● **Exercise materials**:
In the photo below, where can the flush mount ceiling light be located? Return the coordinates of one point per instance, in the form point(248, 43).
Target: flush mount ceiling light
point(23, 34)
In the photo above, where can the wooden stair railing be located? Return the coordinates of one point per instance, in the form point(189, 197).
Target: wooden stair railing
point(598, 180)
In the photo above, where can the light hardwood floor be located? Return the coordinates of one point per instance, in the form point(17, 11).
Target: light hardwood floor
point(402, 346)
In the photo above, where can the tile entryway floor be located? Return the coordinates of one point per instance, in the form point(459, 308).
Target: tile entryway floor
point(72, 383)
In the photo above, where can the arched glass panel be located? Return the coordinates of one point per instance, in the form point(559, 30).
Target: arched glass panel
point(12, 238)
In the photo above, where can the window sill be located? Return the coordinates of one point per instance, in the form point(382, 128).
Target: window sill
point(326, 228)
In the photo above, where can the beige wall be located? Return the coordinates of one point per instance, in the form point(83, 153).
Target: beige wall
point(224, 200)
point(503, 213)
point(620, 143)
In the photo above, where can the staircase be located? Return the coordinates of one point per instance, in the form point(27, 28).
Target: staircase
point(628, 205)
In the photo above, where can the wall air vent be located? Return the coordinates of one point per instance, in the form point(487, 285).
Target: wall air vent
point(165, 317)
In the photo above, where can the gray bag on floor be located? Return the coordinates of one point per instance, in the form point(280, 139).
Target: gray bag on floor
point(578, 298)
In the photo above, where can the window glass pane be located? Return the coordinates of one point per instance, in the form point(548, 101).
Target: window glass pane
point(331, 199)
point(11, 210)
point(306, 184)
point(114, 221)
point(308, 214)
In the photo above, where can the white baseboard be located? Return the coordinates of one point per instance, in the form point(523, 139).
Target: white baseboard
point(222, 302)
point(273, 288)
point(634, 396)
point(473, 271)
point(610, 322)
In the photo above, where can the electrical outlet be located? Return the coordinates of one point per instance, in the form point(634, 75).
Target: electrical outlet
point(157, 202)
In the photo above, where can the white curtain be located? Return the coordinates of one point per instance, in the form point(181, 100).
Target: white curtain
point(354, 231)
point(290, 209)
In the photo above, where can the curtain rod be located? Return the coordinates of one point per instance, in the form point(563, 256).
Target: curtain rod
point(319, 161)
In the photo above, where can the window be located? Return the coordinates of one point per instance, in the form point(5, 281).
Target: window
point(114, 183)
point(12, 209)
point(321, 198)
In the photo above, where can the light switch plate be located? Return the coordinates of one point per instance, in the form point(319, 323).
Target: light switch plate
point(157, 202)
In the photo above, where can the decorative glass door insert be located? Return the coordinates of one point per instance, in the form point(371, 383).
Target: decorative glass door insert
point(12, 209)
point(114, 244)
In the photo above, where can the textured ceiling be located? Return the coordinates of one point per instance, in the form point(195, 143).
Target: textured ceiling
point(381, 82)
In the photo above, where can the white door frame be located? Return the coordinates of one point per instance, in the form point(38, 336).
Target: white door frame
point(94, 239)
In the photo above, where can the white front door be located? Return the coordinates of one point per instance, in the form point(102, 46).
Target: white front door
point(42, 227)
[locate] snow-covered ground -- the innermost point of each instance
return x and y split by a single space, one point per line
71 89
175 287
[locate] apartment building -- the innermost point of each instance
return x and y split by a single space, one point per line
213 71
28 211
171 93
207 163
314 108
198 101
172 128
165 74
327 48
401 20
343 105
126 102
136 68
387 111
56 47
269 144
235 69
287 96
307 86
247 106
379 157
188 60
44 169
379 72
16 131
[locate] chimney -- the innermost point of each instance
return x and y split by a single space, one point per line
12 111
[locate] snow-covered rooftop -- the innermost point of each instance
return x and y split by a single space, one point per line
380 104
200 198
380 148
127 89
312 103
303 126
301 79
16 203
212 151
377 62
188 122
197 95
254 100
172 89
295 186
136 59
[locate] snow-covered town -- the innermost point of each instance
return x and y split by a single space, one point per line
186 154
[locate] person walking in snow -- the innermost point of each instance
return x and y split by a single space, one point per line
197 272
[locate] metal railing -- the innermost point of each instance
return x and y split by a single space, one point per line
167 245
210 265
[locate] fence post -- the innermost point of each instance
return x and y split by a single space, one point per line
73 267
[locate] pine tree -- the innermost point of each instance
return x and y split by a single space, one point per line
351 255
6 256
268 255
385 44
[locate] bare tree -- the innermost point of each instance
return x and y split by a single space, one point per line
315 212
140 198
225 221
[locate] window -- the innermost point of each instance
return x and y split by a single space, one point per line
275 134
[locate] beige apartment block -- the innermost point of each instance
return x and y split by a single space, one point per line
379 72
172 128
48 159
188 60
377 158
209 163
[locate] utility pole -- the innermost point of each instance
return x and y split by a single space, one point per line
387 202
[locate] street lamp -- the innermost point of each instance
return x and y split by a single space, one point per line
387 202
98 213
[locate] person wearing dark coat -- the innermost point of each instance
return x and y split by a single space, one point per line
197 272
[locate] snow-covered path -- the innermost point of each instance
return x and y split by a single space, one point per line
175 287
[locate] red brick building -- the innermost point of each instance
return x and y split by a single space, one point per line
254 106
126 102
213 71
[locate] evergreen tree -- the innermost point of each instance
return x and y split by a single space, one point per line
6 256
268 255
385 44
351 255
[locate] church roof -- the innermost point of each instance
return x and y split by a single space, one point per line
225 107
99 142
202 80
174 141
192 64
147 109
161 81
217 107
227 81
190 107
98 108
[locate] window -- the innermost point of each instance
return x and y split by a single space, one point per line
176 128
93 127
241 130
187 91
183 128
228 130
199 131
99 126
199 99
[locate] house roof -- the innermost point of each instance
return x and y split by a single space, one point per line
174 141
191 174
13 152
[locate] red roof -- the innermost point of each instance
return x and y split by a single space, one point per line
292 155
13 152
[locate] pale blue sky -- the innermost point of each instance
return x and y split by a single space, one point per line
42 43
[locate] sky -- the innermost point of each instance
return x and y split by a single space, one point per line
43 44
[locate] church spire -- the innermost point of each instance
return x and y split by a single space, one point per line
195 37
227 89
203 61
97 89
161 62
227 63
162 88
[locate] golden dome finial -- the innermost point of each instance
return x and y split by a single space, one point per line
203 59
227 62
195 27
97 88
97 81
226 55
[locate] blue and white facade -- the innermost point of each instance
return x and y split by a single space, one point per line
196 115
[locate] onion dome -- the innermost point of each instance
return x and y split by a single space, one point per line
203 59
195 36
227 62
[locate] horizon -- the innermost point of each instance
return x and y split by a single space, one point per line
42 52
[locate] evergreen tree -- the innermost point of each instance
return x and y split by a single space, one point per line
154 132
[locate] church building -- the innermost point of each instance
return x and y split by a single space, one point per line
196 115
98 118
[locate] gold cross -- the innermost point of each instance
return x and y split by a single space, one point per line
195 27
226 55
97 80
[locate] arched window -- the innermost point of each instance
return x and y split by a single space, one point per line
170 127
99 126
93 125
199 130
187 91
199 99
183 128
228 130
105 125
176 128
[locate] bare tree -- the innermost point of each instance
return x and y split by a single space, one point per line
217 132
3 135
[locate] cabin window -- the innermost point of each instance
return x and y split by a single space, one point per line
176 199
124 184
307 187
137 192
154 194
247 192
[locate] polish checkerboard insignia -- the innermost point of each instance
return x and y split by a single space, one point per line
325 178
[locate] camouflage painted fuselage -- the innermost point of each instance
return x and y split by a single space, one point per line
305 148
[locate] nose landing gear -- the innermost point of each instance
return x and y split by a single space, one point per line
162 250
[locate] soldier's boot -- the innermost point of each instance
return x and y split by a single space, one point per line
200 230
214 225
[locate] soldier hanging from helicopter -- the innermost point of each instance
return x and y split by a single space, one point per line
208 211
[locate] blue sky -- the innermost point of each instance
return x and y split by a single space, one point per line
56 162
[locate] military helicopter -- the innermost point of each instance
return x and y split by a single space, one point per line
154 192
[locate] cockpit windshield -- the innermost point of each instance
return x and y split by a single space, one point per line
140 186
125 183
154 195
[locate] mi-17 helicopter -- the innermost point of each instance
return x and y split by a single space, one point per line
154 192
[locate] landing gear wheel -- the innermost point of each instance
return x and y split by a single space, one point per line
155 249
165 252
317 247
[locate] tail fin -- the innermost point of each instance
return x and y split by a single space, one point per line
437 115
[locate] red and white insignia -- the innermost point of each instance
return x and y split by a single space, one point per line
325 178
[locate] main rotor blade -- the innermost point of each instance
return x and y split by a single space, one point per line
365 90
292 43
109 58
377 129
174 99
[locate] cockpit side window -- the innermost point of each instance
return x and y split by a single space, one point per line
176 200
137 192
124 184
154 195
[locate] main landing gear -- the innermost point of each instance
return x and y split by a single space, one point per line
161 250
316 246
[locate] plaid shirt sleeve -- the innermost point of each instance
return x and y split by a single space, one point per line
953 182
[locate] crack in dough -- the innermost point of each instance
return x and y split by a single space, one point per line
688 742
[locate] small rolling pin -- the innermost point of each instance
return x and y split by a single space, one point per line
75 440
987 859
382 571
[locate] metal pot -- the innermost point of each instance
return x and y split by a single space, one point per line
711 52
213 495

● **Your assignment**:
All lines above between those holding "[locate] nose landing" and "[locate] cockpit side", inclusive, must be set down unchanged, and no other line may be included.

● **Expected answer**:
[locate] nose landing gear -- the innermost point of each instance
return x and y split by a single space, one point per line
162 250
[locate] soldier's boot -- the innermost point of each instance
return x and y split by a single space, one point per line
200 230
214 225
[locate] soldier hanging from helicopter -- the innermost point of each instance
return x and y split by a single space, one point per line
208 211
[locate] blue sky -- the innermost point of each instance
return x and y split by a single space, one point per line
56 162
[locate] military helicopter -- the innermost point of each instance
return x and y split by a single space, one point per line
154 192
[locate] cockpit windshield -- the innermost point of each instance
return x and y split by a single space, one point per line
140 186
125 183
154 195
[locate] mi-17 helicopter -- the innermost point of each instance
return x and y split by a single space, one point per line
154 192
[locate] landing gear wheel -- the innermost point of each instance
return x and y split by a single space, one point per line
155 249
165 252
317 247
[locate] tail fin -- the innermost point of each instance
return x and y split by a single space, one point per line
437 115
[locate] red and white insignia -- the innermost point of each instance
return x and y split by a single space, one point per line
325 178
[locate] main rotor blade -- the innermost point of each instance
return x and y split by a single space, one point per line
365 90
292 43
109 58
377 129
174 99
[locate] cockpit side window -- the innermost point of each instance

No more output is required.